WORKING DATA section start

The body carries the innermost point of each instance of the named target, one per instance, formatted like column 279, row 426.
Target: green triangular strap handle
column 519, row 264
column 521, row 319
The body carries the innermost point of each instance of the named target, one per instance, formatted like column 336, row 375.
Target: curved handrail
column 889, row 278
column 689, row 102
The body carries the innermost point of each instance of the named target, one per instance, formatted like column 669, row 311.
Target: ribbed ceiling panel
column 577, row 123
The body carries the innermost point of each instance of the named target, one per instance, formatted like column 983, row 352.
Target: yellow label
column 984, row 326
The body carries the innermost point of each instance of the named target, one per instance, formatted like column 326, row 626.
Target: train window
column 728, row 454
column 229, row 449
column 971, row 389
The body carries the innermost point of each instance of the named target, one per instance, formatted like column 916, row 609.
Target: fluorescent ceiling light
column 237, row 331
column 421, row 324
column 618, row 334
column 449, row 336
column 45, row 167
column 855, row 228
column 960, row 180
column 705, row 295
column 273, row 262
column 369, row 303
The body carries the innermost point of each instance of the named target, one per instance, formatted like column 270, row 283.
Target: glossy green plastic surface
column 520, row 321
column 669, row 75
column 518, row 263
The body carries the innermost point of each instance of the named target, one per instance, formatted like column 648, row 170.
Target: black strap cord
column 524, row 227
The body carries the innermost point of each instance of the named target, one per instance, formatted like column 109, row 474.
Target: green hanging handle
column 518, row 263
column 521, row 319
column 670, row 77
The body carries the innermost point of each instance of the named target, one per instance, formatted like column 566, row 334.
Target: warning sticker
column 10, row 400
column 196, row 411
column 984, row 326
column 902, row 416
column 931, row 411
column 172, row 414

WORKING DATA section end
WORKING DATA section start

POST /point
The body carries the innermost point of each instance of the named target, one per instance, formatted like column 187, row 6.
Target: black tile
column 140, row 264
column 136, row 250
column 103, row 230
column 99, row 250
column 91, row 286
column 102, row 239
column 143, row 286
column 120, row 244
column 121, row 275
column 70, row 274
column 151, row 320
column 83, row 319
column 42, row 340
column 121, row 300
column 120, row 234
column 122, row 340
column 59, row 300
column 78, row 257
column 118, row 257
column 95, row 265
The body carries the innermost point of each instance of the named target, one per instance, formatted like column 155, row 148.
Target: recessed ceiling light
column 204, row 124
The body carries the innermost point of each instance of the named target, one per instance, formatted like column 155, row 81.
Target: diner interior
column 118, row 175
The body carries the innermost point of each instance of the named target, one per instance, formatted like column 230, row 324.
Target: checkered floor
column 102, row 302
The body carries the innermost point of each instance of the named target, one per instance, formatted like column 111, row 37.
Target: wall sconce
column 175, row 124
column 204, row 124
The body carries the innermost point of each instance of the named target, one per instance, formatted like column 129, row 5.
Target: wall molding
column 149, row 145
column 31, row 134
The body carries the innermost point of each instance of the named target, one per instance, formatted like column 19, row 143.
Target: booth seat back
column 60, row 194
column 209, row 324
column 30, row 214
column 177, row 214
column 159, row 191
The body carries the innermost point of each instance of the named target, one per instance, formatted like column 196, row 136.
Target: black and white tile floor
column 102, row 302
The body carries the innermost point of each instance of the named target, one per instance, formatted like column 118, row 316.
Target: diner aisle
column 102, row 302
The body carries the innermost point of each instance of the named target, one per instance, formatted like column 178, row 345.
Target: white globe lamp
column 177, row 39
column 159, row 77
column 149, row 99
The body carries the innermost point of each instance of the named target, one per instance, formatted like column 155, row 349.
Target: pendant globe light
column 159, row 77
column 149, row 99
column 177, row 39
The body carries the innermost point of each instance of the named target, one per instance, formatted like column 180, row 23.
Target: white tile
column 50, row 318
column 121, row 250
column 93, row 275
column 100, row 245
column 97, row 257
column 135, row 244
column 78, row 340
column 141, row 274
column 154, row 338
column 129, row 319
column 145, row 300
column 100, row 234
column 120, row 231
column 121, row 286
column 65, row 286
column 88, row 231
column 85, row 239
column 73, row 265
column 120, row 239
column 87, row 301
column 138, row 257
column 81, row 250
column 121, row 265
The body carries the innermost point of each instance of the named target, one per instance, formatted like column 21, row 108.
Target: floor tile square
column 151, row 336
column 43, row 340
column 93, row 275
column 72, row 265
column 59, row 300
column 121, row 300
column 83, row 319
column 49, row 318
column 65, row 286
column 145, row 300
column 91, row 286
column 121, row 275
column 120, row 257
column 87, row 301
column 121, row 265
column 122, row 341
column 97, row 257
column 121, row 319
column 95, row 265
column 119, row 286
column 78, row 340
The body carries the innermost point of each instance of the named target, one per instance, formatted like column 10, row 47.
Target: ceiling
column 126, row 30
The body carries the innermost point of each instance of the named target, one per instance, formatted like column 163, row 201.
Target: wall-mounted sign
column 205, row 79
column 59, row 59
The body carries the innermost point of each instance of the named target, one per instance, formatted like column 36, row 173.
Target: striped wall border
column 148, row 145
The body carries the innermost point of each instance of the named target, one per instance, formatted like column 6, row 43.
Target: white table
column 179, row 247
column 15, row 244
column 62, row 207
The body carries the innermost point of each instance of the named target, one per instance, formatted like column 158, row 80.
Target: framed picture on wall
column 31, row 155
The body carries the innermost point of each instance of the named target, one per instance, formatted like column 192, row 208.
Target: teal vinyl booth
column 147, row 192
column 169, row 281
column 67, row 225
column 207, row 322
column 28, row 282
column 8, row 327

WORKING DATA section end

EXERCISE DIRECTIONS — Among the records above, extract exactly the lines from the line with "230, row 324." to the line with "111, row 37.", both lines included, and leave out the rest.

EXERCISE ANSWER —
The body carries the innermost point of each instance of the named target, one per instance, formatted like column 230, row 324.
Target: checkered floor
column 102, row 302
The body carries the innermost point of each instance of the named target, one per instance, formatted like column 111, row 37.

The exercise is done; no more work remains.